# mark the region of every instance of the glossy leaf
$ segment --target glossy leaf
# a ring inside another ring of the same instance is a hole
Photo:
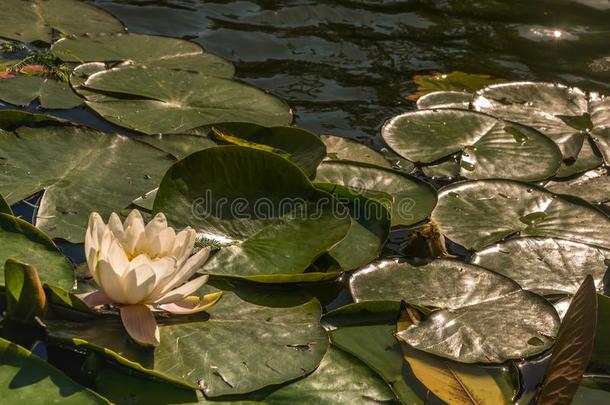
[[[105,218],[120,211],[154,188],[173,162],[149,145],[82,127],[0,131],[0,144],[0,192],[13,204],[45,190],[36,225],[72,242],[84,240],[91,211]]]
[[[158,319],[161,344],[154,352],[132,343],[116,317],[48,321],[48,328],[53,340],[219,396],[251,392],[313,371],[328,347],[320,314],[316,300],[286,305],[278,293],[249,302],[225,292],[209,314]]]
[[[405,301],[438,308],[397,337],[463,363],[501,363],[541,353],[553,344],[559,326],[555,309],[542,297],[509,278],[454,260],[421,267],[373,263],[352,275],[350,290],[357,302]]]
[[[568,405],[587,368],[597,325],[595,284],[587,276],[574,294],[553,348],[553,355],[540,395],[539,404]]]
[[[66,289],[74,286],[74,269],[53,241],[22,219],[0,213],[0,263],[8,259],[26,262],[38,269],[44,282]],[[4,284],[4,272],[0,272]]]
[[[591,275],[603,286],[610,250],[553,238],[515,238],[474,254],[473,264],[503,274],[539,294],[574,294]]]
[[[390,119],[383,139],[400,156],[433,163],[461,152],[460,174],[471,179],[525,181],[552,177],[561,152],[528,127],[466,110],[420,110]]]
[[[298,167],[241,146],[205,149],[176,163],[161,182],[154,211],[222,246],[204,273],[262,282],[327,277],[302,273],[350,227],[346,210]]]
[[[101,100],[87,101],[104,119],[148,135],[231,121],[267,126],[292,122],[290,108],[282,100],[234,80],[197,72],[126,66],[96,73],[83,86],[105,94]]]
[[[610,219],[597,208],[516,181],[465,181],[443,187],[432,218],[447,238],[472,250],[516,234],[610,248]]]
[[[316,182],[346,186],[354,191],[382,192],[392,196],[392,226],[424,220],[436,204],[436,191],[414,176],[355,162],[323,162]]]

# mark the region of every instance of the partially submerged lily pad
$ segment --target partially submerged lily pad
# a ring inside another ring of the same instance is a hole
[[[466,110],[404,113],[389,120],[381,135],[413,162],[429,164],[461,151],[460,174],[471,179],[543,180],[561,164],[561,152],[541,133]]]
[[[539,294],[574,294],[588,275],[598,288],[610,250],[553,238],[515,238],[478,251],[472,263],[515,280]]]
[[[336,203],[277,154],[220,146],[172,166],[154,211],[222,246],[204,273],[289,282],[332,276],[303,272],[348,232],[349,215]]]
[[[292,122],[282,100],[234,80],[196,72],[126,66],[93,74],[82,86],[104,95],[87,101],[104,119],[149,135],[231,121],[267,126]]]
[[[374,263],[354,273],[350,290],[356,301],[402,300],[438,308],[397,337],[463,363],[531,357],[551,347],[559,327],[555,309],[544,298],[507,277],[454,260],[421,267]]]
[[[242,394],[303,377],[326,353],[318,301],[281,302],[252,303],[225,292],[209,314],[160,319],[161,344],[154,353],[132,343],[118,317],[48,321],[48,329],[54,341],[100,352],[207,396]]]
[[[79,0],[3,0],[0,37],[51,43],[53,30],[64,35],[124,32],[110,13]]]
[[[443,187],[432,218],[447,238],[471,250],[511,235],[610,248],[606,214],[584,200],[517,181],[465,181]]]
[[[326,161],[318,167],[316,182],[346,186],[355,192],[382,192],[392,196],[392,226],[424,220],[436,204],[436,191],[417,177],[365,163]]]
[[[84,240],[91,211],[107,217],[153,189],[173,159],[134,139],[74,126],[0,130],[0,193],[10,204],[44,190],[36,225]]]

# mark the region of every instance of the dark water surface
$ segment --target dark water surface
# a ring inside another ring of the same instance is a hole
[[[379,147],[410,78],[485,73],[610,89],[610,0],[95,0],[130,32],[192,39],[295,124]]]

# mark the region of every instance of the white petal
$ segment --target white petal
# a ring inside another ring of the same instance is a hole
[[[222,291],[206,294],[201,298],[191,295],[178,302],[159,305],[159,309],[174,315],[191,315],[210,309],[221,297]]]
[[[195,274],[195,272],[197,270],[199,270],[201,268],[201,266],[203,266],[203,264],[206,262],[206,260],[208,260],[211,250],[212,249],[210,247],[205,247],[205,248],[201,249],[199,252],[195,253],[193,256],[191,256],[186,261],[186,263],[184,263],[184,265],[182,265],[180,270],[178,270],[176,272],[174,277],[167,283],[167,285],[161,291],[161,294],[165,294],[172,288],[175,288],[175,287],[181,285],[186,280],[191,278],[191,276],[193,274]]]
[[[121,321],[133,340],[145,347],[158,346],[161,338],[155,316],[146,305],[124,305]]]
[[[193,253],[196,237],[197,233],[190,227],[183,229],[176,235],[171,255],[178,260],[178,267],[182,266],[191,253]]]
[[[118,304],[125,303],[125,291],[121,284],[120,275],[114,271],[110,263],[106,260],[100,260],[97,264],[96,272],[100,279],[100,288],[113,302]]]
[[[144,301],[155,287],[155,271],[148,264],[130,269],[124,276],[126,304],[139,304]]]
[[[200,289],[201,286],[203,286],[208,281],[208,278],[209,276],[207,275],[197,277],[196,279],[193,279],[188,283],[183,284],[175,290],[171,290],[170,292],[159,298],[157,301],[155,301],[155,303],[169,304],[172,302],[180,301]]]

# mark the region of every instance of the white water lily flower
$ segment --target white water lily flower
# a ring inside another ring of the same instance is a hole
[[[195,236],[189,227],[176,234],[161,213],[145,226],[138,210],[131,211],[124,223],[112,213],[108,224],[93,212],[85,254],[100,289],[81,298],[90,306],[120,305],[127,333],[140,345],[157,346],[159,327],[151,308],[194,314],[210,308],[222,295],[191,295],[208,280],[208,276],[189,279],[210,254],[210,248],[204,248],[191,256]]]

━━━━━━━━

Pictures in the records above should not be copied. Repeat everything else exactly.

# mark the region of every instance of the glossy leaf
$ segment --target glossy leaf
# a ring inside another ring of the same instance is a hole
Photo:
[[[105,218],[120,211],[154,188],[173,162],[149,145],[82,127],[0,131],[0,144],[0,192],[13,204],[45,190],[36,225],[72,242],[84,240],[91,211]]]
[[[158,319],[161,344],[154,352],[132,343],[116,317],[48,321],[48,328],[53,340],[219,396],[251,392],[313,371],[328,347],[320,314],[316,300],[286,305],[278,293],[249,302],[225,292],[209,314]]]
[[[405,301],[438,308],[397,337],[463,363],[501,363],[541,353],[553,344],[559,326],[555,309],[542,297],[509,278],[454,260],[421,267],[373,263],[352,275],[350,290],[357,302]]]
[[[568,405],[587,368],[597,325],[595,284],[587,276],[574,294],[553,348],[553,355],[540,395],[539,404]]]
[[[66,289],[74,286],[74,269],[53,241],[22,219],[0,213],[0,263],[8,259],[26,262],[38,269],[44,282]],[[4,284],[4,272],[0,272]]]
[[[591,275],[603,286],[610,250],[553,238],[515,238],[474,254],[473,264],[503,274],[539,294],[574,294]]]
[[[390,119],[383,139],[400,156],[433,163],[461,152],[460,174],[471,179],[525,181],[552,177],[561,152],[528,127],[466,110],[420,110]]]
[[[298,167],[241,146],[205,149],[176,163],[161,182],[154,211],[222,246],[204,273],[262,282],[327,277],[302,273],[350,227],[346,210]]]
[[[101,100],[87,101],[104,119],[148,135],[231,121],[267,126],[292,122],[290,108],[282,100],[234,80],[197,72],[126,66],[96,73],[83,86],[105,94]]]
[[[610,219],[597,208],[516,181],[465,181],[443,187],[432,218],[447,238],[472,250],[516,234],[610,248]]]
[[[316,182],[346,186],[354,191],[382,192],[392,196],[392,226],[424,220],[436,204],[436,191],[414,176],[355,162],[323,162]]]

# mark the region of every instance of the partially submerged lily pad
$ segment --target partially submerged lily pad
# a ring inside another ring of the same instance is a hole
[[[466,110],[404,113],[389,120],[381,135],[413,162],[429,164],[461,151],[460,174],[471,179],[543,180],[561,164],[561,152],[541,133]]]
[[[539,294],[574,294],[588,275],[598,288],[610,250],[553,238],[515,238],[478,251],[472,263],[515,280]]]
[[[336,203],[277,154],[220,146],[172,166],[154,211],[222,246],[204,273],[289,282],[332,276],[303,272],[348,232],[349,215]]]
[[[292,122],[282,100],[234,80],[196,72],[126,66],[93,74],[82,86],[104,95],[87,101],[104,119],[149,135],[231,121],[267,126]]]
[[[374,263],[354,273],[350,290],[356,301],[402,300],[438,308],[397,337],[463,363],[531,357],[551,347],[559,327],[555,309],[544,298],[507,277],[454,260],[421,267]]]
[[[242,394],[303,377],[326,353],[318,301],[281,302],[252,303],[225,292],[209,314],[160,319],[161,344],[154,353],[132,343],[118,317],[48,321],[48,329],[54,341],[100,352],[207,396]]]
[[[79,0],[3,0],[0,37],[51,43],[53,30],[64,35],[124,32],[110,13]]]
[[[443,187],[432,218],[447,238],[471,250],[511,235],[610,248],[606,214],[584,200],[517,181],[465,181]]]
[[[326,161],[318,167],[316,182],[346,186],[355,192],[382,192],[392,196],[392,226],[424,220],[436,204],[436,191],[417,177],[365,163]]]
[[[84,240],[91,211],[107,217],[153,189],[173,159],[134,139],[74,126],[0,130],[0,193],[10,204],[44,190],[36,225]]]

# mark the region of every instance of the dark water surface
$ segment --target dark water surface
# a ring inside another ring of the same instance is a hole
[[[379,147],[410,78],[485,73],[610,89],[610,0],[95,0],[130,32],[192,39],[295,124]]]

# mark the region of every instance of the white petal
$ segment --target white petal
# a ring inside another ring of the same instance is a hole
[[[222,291],[206,294],[201,298],[191,295],[178,302],[159,305],[159,309],[174,315],[191,315],[210,309],[221,297]]]
[[[195,274],[195,272],[197,270],[199,270],[201,268],[201,266],[203,266],[203,264],[206,262],[206,260],[208,260],[211,250],[212,249],[210,247],[205,247],[205,248],[201,249],[199,252],[195,253],[193,256],[191,256],[186,261],[186,263],[184,263],[184,265],[182,265],[180,270],[178,270],[176,272],[174,277],[167,283],[167,285],[161,291],[161,294],[165,294],[172,288],[175,288],[175,287],[181,285],[186,280],[191,278],[191,276],[193,274]]]
[[[121,321],[133,340],[145,347],[158,346],[161,338],[155,316],[146,305],[124,305]]]
[[[193,253],[196,237],[197,233],[190,227],[183,229],[176,235],[171,255],[178,260],[178,267],[182,266],[191,253]]]
[[[118,304],[125,303],[125,291],[121,284],[120,275],[114,271],[110,263],[106,260],[100,260],[97,264],[96,272],[100,279],[100,288],[113,302]]]
[[[144,301],[155,287],[155,271],[148,264],[130,269],[124,276],[126,304],[139,304]]]
[[[200,289],[201,286],[203,286],[208,281],[208,278],[209,276],[207,275],[197,277],[196,279],[193,279],[188,283],[183,284],[175,290],[171,290],[170,292],[159,298],[157,301],[155,301],[155,303],[169,304],[172,302],[180,301]]]

# mark the region of every instance of the white water lily flower
$ segment --target white water lily flower
# a ring inside another ring of the same instance is a hole
[[[195,236],[189,227],[176,234],[161,213],[145,226],[138,210],[131,211],[124,223],[112,213],[108,224],[93,212],[85,254],[100,289],[81,298],[90,306],[120,305],[127,333],[140,345],[157,346],[159,327],[151,308],[194,314],[210,308],[222,295],[191,295],[208,280],[208,276],[189,279],[210,254],[210,248],[204,248],[191,256]]]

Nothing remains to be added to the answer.